**TO DO**
The records below are to be restated word for word, with their images omitted.

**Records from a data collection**
▼

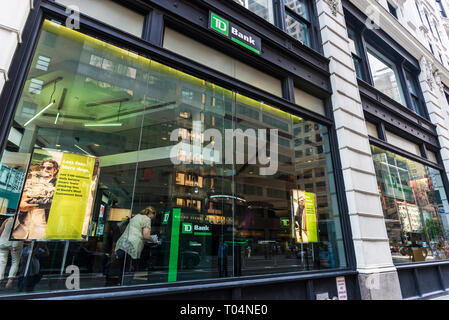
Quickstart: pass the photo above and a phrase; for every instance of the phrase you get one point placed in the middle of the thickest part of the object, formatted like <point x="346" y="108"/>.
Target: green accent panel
<point x="174" y="246"/>
<point x="203" y="233"/>
<point x="245" y="45"/>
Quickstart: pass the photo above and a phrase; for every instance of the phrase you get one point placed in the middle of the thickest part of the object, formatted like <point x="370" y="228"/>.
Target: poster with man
<point x="57" y="197"/>
<point x="304" y="214"/>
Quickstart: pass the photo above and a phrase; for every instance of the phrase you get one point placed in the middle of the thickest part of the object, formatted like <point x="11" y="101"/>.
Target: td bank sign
<point x="235" y="33"/>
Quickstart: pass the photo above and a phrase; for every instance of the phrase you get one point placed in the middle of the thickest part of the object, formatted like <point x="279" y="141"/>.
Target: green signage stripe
<point x="174" y="246"/>
<point x="203" y="233"/>
<point x="219" y="24"/>
<point x="245" y="45"/>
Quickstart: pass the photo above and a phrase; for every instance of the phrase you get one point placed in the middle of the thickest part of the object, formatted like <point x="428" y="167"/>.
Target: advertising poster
<point x="57" y="197"/>
<point x="304" y="209"/>
<point x="410" y="217"/>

▲

**RESPONSE AREA**
Quickstart: pass the photo above and a phrase; for every instance of the phrase you get one point placed in the middle of the thickest part of the object, formatted like <point x="346" y="108"/>.
Target: green accent panel
<point x="174" y="246"/>
<point x="203" y="233"/>
<point x="245" y="45"/>
Quickstart: pass the photo above and a phrase; for every instance of the phrase you get one point placed in the middle of the thickest part of the object, formatted like <point x="370" y="228"/>.
Target: poster with man
<point x="57" y="197"/>
<point x="304" y="214"/>
Quickstart: pass the photo above and a phrase; for every instance of the phrase you get one point placed in the middle of the thickest part of the object, formatted like <point x="11" y="101"/>.
Target: td bank sign
<point x="235" y="33"/>
Quickstart: pass the photo above and a phrase; for every instance of the phrase you get one point placed in the middle of the thickest part of the object, formatted like <point x="279" y="141"/>.
Target: green signage stripe
<point x="174" y="246"/>
<point x="203" y="233"/>
<point x="219" y="24"/>
<point x="245" y="45"/>
Quickstart: pass the photo above and a phrase; for every instance of the phrase you get one point placed in the middle of the thickest part of the object, formatted like <point x="428" y="167"/>.
Target: advertising poster
<point x="57" y="197"/>
<point x="304" y="209"/>
<point x="410" y="217"/>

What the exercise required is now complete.